SHORT EXERCISE: Render the listing below as a Markdown table with two columns, No. and Text: No. holds the row number and Text holds the line. Leave out any blank lines.

Start

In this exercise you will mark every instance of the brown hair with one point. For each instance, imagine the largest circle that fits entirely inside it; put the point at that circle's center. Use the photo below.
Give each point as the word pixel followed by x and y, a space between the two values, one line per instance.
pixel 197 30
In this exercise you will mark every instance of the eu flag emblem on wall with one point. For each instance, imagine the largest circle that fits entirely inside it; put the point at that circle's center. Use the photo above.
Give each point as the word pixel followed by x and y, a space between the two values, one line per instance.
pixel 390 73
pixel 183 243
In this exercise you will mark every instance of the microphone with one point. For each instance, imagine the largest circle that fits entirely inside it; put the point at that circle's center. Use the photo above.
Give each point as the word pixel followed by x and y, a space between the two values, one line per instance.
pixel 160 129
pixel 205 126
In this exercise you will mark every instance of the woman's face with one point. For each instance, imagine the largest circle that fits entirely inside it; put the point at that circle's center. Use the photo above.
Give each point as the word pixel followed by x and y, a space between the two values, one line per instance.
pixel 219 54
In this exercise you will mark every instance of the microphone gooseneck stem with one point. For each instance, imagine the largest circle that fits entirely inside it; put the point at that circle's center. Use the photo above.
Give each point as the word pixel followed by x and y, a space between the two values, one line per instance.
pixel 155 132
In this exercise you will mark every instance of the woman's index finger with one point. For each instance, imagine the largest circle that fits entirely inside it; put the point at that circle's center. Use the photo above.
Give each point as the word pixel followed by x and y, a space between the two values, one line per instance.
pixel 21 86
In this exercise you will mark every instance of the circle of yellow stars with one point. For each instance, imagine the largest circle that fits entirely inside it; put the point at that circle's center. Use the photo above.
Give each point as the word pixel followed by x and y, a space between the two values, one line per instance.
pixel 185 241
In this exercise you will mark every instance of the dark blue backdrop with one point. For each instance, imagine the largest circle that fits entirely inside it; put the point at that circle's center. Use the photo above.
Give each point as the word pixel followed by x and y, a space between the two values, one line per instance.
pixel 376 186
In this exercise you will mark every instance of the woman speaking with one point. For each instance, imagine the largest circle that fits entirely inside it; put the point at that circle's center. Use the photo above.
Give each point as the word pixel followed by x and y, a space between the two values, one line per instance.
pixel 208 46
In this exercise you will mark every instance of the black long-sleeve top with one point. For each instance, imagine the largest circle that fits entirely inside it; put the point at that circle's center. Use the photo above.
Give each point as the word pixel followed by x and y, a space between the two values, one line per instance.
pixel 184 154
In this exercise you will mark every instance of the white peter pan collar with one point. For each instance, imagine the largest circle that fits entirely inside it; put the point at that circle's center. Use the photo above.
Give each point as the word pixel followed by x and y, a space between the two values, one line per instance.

End

SOLUTION FOR THIS PROBLEM:
| No. | Text |
|---|---|
| 1 | In this exercise you will mark every instance of the brown hair with one point. For each instance, imagine the largest circle that fits entirely inside it; put the point at that circle's center. Use the photo below. |
| 2 | Give each point as the word pixel followed by x and y, a space between the two values, one line per instance. |
| 3 | pixel 197 30 |
| 4 | In this exercise you will mark every instance of the eu flag emblem on wall with one point. For each instance, imagine the largest circle that fits entirely inside it; put the point at that circle's center. Use the photo above. |
| 5 | Give each point as the word pixel followed by x and y, a space between the two values, one line per instance. |
| 6 | pixel 390 73 |
| 7 | pixel 183 243 |
| 8 | In this exercise you will mark every instance of the microphone with one point. For each instance, imagine the largest circle that fits entirely inside it; put the point at that circle's center. Use the photo above. |
| 9 | Give each point as the word pixel followed by x and y, a space between the two values, one line per instance. |
| 10 | pixel 160 129 |
| 11 | pixel 205 126 |
| 12 | In this exercise you will mark every instance of the woman's face with one point. For each instance, imagine the largest circle that fits entirely inside it; put the point at that circle's center. Use the photo above. |
| 13 | Give each point as the word pixel followed by x and y, a space between the two values, one line per instance. |
| 14 | pixel 219 54 |
| 15 | In this exercise you will mark every instance of the microphone gooseneck stem with one point. For each instance, imagine the largest circle that fits entirely inside it; put the point at that circle's center. Use the photo above. |
| 16 | Give each point as the word pixel followed by x and y, a space between the two values, one line per instance. |
| 17 | pixel 155 132 |
| 18 | In this exercise you will mark every instance of the woman's index finger with one point. For each instance, imagine the largest circle that fits entirely inside it; put the point at that circle's center. Use the photo above. |
| 19 | Give each point as the word pixel followed by x and y, a space between the two values, one line per instance. |
| 20 | pixel 21 86 |
| 21 | In this exercise you will mark every instance of the circle of yellow stars with one point. For each instance, imagine the largest circle that fits entirely inside it; put the point at that circle's center. Use the photo above. |
| 22 | Give each point as the word pixel followed by x and y, a space between the two values, one line per instance. |
| 23 | pixel 185 241 |
| 24 | In this exercise you will mark every instance of the dark blue backdrop with one point. For each instance, imagine the largest circle that fits entirely inside it; put the point at that circle's center. Use the photo above. |
| 25 | Give each point as the word pixel followed by x and y, a space between the two values, one line per instance. |
| 26 | pixel 376 186 |
| 27 | In this exercise you will mark every instance of the woman speaking with one point. For each instance, imagine the largest circle that fits entirely inside it; put the point at that circle's center. Use the photo above. |
| 28 | Give each point as the word pixel followed by x and y, a space between the two values, one line per instance. |
| 29 | pixel 208 46 |
| 30 | In this exercise you will mark every instance of the black long-sleeve top with one point. For each instance, imagine the largest circle that fits entirely inside it; put the point at that circle's center. Use the photo above. |
| 31 | Give each point as the word pixel followed by x and y, a space between the two values, one line per instance. |
| 32 | pixel 184 154 |
| 33 | In this exercise you will mark every instance of the white peter pan collar with one point. For each instance, imagine the largest circle that fits entirely inside it; put the point at that circle's center. Use the photo above. |
| 34 | Give each point as the word pixel followed by x and y, a space between the two values, one line per instance. |